* [Potongan Teks]:

Mohon tunggu...
Triana Dewi
Triana Dewi Mohon Tunggu... Administrasi - hakuna matata

teacher-writer-blogger www.trianadewi.com @trianadewi_td

Selanjutnya

Tutup

Pendidikan

Jadilah Sekolah Buat Anakmu, Jangan Cuma Jadi Guru!

6 Desember 2020   23:31 Diperbarui: 6 Desember 2020   23:52 148
+
Laporkan Konten
Laporkan Akun
Kompasiana adalah platform blog. Konten ini menjadi tanggung jawab bloger dan tidak mewakili pandangan redaksi Kompas.
Lihat foto
Pendidikan. Sumber ilustrasi: PEXELS/McElspeth

"Kamu yang kuat ya Dew! Ada anak-anak yang membutuhkanmu. Ibu yakin kamu kuat. Sabar yaa Ndukk.. semangat yaa, Ingat anak-anak yaa..."

Aku menangis tergugu menelpon ibu, ketika suamiku meninggal dunia. Ibu berada di Jakarta dan sedang sakit, sehingga beliau tidak bisa menghadiri pemakaman suamiku di Lamongan. Hampir tak pernah bosan, setelah kepergian suamiku, Ibu selalu menyemangati aku. Beliau selalu mengatakan bahwa aku harus tabah, harus kuat karena ada anak-anak yang masih membutuhkan aku. 

Enam bulan setelah kepergian suamiku, ternyata ibuku menyusul suamiku, pergi meninggalkanku selama-lamanya. Gula darahnya yang tinggi menjadi penyebab meninggalnya ibu. Maka tahun itu adalah tahun berduka bagiku, karena aku ditinggalkan oleh dua orang yang teramat kucintai, suamiku dan ibuku.

Dan ketika Ibu pergi, rumahku seperti kehilangan cahaya. Tak ada lagi telaten tangan ibu membersihkannya,  tak ada lagi aroma sedap masakan ibu, tak ada lagi merdu suara ibu bercerita banyak hal, tak ada lagi pijatan hangatnya, belaian lembutnya. Rumahku menjadi suram, kosong dan hampa. 

Begitulah hebatnya seorang ibu mewarnai rumah kita. Maka tak bisa dipungkiri betapa bakti kepada ibu itu melebihi segalanya, karena memang pengorbanan seorang ibu tak tergantikan apapun. Seperti syair sebuah lagu yang kita hafal, kasih ibu kepada kita hanyalah memberi tak harap kembali, bagai sang surya yang menyinari dunia. Cinta ibu tak harap kembali, tak ada pamrih, tak ada tendensi apapun. Cukup baginya melihat anaknya berbahagia, sungguh mulia sekali.

Pesan ibu yang selalu kuingat ada tiga, yang pertama aku harus menjadi sekolah buat anak-anak, yang kedua aku harus berpenghasilan sendiri dan yang ketiga aku harus selalu berbakti kepada suami.

[Catatan pelabelan wilayah]
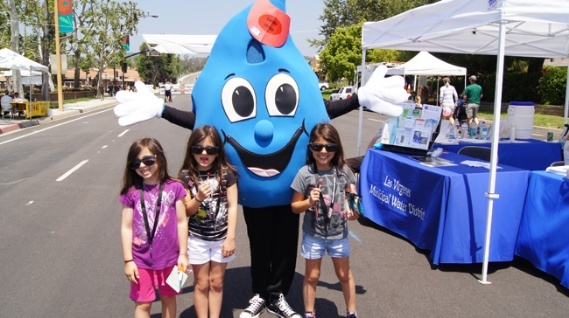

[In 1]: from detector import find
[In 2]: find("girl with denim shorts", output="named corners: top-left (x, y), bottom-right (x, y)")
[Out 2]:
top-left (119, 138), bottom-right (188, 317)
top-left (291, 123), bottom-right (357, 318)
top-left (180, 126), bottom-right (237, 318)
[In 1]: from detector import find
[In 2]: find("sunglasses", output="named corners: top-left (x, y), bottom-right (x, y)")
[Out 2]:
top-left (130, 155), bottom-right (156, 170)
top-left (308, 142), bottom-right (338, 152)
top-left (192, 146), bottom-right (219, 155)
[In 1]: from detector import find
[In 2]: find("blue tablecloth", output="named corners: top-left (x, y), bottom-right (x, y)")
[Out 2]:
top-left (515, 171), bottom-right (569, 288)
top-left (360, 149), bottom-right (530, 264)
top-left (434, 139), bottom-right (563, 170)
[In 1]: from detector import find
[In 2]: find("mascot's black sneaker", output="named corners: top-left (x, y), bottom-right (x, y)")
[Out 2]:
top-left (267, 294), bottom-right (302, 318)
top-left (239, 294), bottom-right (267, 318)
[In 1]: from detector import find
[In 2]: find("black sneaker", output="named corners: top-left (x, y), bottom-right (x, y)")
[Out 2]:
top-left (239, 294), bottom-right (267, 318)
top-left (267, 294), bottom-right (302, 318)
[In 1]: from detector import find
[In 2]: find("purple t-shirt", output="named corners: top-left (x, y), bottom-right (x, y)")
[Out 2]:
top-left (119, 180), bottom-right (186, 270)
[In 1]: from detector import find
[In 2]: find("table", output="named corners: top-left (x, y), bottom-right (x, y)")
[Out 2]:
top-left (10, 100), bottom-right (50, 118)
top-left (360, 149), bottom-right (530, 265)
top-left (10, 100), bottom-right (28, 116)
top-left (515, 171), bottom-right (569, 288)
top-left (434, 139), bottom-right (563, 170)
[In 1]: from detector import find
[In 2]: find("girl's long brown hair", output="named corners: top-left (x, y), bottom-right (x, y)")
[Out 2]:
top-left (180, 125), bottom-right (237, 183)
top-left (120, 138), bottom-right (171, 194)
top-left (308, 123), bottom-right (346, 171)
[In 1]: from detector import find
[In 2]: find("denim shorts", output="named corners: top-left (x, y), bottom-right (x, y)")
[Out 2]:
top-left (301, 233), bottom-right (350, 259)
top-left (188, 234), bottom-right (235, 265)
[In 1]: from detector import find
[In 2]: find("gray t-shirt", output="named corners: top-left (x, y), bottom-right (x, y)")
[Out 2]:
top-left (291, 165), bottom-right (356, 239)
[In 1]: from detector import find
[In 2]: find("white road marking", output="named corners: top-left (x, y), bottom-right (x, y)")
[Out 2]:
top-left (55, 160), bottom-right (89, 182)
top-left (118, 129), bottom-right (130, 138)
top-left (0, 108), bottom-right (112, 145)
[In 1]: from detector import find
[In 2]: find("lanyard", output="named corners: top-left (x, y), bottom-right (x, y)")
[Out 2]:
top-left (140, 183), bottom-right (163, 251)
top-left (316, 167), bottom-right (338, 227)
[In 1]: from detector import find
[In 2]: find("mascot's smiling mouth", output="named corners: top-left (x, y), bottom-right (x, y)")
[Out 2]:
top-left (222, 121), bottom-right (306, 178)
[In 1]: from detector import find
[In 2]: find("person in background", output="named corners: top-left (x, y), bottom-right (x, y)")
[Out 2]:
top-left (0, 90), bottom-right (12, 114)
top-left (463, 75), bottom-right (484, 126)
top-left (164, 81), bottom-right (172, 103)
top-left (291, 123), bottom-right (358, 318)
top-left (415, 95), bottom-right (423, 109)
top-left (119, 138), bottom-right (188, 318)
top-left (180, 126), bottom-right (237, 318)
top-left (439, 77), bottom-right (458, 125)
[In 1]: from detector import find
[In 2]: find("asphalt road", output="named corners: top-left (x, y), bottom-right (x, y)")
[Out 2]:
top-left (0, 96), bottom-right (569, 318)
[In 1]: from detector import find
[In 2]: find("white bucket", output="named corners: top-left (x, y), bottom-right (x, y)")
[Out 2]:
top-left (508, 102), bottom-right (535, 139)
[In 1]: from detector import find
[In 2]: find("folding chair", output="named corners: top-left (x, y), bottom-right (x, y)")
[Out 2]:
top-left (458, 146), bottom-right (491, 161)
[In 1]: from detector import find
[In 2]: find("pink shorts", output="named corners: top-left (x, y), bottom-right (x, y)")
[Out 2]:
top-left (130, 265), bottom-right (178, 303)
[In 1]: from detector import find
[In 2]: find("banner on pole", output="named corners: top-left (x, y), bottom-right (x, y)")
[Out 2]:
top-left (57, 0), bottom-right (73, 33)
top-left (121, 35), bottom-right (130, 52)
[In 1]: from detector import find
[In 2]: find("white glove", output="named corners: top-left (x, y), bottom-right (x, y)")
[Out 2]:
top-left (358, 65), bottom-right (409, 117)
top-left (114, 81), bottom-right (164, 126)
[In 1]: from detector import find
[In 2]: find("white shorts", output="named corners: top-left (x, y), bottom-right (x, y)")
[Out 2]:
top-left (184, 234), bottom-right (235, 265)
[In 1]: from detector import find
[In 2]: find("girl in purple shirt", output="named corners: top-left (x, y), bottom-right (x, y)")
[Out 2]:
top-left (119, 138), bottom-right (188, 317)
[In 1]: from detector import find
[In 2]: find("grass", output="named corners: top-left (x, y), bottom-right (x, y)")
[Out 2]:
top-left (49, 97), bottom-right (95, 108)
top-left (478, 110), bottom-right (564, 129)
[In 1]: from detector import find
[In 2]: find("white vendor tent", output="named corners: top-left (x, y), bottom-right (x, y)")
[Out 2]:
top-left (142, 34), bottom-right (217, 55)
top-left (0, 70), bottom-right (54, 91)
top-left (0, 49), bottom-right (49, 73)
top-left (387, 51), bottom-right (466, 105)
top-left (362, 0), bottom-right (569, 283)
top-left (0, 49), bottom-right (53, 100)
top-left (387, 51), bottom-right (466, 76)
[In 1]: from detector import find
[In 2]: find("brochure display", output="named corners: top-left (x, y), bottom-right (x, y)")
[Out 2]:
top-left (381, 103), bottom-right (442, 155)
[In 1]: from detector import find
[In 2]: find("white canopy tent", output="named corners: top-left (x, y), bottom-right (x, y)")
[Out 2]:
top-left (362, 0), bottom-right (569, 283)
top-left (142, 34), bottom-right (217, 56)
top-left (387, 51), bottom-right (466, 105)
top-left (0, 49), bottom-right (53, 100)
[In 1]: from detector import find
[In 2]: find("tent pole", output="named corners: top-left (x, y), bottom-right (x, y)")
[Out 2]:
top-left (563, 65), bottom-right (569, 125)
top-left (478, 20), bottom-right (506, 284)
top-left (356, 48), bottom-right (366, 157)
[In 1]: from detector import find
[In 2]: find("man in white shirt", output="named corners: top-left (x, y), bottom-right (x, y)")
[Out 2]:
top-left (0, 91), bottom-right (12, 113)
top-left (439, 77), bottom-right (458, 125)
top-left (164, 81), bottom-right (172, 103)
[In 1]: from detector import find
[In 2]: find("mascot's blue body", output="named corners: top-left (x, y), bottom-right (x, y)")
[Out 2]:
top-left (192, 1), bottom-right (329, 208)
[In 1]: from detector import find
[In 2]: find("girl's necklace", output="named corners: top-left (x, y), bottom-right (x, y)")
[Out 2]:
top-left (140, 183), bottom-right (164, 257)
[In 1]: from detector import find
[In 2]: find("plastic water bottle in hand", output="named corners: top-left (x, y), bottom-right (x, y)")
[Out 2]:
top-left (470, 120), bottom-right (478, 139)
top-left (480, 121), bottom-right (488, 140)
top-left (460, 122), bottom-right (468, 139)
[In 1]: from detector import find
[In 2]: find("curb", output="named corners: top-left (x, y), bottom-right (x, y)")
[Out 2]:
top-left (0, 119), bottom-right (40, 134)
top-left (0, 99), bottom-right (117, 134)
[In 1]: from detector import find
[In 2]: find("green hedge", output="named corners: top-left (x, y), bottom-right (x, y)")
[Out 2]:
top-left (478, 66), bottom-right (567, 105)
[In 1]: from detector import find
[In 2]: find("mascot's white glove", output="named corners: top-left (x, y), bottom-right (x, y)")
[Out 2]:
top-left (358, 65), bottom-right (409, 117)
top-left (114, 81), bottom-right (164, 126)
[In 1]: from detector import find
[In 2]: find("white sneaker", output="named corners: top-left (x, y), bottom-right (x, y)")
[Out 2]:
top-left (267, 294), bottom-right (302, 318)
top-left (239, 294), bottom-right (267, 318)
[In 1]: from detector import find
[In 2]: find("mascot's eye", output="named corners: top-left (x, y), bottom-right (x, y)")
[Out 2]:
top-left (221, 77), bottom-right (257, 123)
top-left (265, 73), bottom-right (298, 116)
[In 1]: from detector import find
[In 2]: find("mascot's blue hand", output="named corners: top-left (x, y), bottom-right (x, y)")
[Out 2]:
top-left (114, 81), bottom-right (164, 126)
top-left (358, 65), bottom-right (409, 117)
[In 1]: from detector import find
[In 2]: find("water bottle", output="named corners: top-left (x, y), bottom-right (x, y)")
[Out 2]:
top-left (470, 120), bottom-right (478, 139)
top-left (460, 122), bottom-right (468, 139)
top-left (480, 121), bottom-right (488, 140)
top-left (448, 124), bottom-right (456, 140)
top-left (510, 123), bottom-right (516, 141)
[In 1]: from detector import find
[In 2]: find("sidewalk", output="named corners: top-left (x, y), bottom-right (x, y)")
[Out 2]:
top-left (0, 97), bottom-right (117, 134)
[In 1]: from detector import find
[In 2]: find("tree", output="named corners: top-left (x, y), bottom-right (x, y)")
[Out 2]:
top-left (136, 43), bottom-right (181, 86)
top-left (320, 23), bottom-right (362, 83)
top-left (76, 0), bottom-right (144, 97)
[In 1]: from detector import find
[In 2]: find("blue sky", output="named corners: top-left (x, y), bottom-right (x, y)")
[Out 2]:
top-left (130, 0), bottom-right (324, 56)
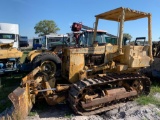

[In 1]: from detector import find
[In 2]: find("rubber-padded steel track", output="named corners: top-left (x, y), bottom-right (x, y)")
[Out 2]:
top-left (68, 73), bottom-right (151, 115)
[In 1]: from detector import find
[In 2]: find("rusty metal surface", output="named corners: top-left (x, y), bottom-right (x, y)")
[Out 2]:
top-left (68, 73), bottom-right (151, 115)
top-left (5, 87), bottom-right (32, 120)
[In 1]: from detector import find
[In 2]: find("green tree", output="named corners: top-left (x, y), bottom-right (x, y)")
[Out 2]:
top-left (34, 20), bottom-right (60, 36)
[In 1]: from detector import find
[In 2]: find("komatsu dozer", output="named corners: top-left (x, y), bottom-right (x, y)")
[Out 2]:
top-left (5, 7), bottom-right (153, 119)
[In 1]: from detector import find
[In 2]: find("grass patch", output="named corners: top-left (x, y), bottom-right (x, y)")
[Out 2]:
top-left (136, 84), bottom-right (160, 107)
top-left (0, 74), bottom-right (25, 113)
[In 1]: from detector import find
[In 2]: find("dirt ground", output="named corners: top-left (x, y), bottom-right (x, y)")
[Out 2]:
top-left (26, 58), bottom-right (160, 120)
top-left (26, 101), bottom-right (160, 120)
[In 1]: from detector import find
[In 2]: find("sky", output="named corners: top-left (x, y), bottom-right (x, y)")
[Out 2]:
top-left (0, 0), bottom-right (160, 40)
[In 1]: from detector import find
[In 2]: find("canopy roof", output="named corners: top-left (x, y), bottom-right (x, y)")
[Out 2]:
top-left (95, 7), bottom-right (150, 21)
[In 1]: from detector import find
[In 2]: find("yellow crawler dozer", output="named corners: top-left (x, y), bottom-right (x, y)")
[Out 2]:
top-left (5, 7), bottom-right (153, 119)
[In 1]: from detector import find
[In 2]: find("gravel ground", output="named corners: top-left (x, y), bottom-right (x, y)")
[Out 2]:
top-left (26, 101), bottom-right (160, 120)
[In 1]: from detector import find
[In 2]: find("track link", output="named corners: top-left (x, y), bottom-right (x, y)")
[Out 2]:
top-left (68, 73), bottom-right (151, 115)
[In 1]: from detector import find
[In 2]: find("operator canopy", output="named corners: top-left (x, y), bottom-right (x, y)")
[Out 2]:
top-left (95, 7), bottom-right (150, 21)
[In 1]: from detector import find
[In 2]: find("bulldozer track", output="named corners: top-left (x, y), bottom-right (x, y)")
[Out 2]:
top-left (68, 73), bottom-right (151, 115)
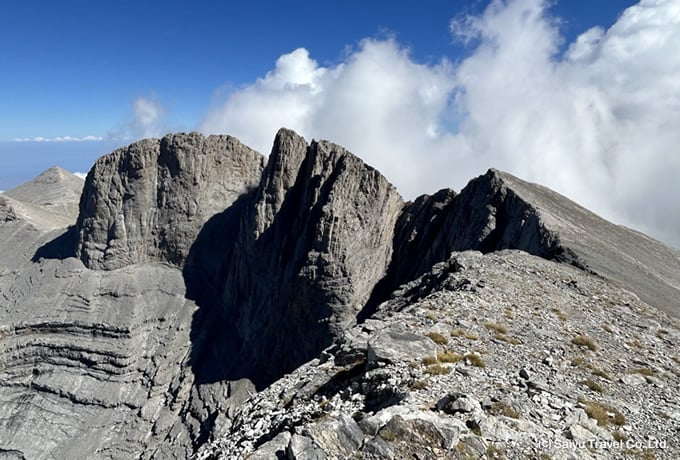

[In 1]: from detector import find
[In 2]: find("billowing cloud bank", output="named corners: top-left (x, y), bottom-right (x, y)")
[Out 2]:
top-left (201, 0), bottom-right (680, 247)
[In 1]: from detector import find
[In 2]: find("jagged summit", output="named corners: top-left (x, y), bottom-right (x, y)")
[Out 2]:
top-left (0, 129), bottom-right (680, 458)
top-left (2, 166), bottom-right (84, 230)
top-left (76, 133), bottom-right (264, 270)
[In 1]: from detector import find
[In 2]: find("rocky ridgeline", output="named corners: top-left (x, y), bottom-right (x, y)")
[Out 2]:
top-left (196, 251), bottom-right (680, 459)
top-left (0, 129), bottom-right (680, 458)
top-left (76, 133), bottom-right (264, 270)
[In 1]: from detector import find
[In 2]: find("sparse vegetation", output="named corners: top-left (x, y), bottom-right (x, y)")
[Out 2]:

* [Yang Harus Dikerjakan]:
A – Menurut potongan teks, apa saja yang tak ada lagi setelah ibu pergi? Sebutkan semuanya.
B – Apakah setiap pernyataan berikut sesuai dengan potongan teks? Jawab ya atau tidak, lalu kutip kata-kata penentunya.
(i) Ibu menghadiri pemakaman suami di Lamongan.
(ii) Ibu meninggal enam bulan setelah suami.
(iii) Gula darah yang tinggi menjadi penyebab ibu meninggal.
Entri di atas tidak dipakai di sini.

* [Kunci Jawaban]:
A –
- telaten tangan ibu membersihkan rumah
- aroma sedap masakan ibu
- merdu suara ibu bercerita banyak hal
- pijatan hangatnya
- belaian lembutnya

B –
(i) Tidak: "beliau tidak bisa menghadiri pemakaman suamiku di Lamongan"
(ii) Ya: "Enam bulan setelah kepergian suamiku, ternyata ibuku menyusul suamiku"
(iii) Ya: "Gula darahnya yang tinggi menjadi penyebab meninggalnya ibu."